● **What to produce**: In the listing, reproduce everything from the line that contains "TARGET = sky" down to the line that contains "(1230, 277)", changing "drop a marker" to "place a point" and leaving all else unchanged. Return only those lines.

● **Working data**:
* start *
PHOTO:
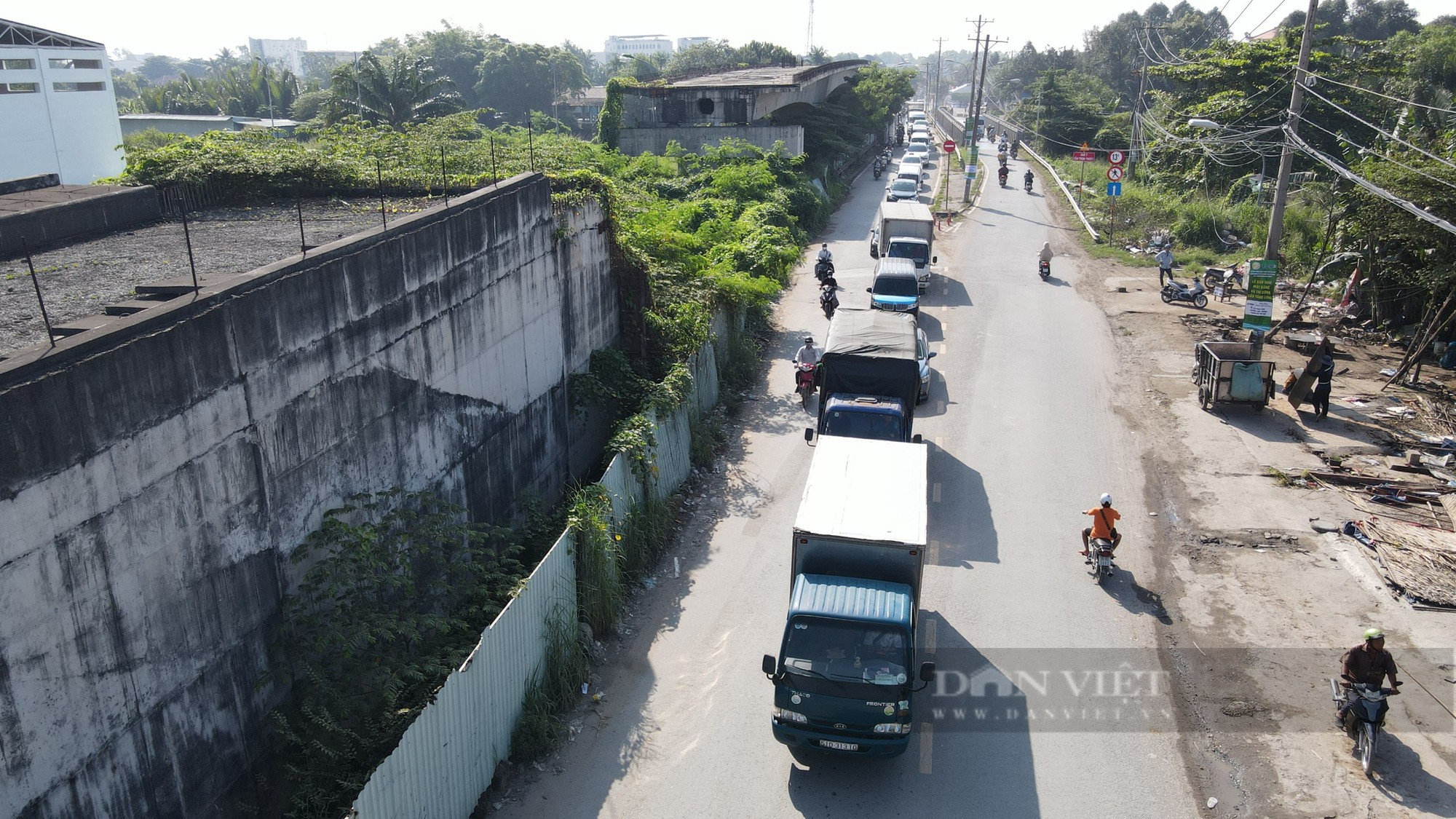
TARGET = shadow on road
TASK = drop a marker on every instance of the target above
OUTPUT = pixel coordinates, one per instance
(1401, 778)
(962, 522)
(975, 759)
* end *
* start *
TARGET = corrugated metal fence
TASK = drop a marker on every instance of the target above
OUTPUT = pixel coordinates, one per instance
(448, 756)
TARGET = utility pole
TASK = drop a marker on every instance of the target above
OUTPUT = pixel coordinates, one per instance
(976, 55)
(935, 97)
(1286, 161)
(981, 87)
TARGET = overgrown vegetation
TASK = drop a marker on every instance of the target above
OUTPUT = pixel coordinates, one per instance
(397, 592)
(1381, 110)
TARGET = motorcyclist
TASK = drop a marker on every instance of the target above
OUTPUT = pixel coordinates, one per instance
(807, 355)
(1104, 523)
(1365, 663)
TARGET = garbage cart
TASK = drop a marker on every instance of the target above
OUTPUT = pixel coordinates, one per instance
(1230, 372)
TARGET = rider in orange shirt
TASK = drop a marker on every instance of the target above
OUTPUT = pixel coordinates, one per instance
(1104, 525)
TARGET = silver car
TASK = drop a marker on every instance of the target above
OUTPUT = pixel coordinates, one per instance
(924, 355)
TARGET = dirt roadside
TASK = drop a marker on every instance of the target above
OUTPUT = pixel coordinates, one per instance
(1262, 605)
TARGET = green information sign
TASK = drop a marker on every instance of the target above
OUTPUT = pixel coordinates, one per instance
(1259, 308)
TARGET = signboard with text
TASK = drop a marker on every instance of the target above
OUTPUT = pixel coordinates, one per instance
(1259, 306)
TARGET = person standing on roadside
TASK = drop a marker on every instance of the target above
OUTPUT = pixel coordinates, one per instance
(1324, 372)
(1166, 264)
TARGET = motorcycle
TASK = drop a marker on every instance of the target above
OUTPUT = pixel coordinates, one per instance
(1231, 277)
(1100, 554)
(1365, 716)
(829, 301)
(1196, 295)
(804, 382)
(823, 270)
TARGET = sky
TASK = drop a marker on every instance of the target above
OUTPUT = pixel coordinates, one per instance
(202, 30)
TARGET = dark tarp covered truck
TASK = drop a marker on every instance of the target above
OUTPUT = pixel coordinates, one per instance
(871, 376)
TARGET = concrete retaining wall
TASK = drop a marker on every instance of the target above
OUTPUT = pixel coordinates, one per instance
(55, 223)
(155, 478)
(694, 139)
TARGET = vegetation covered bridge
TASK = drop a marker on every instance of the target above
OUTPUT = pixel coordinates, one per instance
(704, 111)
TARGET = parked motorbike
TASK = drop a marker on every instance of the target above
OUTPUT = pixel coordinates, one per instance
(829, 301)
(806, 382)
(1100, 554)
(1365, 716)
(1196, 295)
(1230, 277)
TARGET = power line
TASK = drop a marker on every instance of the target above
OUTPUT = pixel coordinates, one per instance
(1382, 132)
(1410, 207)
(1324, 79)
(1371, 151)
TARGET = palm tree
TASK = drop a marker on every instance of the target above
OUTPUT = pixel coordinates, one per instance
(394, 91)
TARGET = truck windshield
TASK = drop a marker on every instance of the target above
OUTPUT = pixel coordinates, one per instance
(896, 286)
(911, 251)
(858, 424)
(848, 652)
* end *
* start *
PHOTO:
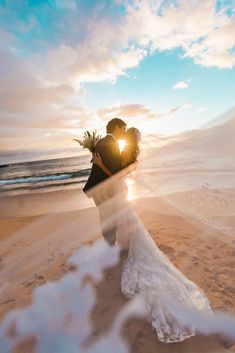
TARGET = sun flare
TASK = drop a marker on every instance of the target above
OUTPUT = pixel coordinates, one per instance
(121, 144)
* end *
● **Result of the exercise**:
TARGET = sky
TASK = place a point on every instance of the target above
OUTPUT = pixel coordinates, one per instance
(202, 30)
TARGET = dark tarp covered truck
TASK = place a point on every instance of the target above
OUTPUT = pixel coordinates, one per instance
(871, 376)
TARGET = concrete retaining wall
TASK = place a point on every instance of the target above
OUTPUT = pixel coordinates, one per instance
(55, 223)
(155, 478)
(694, 139)
TARGET = vegetation covered bridge
TASK = place a point on every instance of the target above
OUTPUT = pixel coordinates, one per instance
(704, 111)
TARGET = parked motorbike
TASK = place a point on every instance of the target above
OUTPUT = pixel coordinates, one per instance
(829, 301)
(806, 382)
(1100, 554)
(1365, 716)
(1196, 295)
(1230, 277)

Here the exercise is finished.